(Records from a data collection)
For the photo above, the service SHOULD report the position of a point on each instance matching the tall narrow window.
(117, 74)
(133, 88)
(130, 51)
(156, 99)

**Try it:** The records need to be copied exactly, with no line left out.

**Result:**
For the photo above, the service SHOULD report the position of a point on each instance matching the tall narrow window.
(117, 74)
(133, 88)
(130, 51)
(156, 99)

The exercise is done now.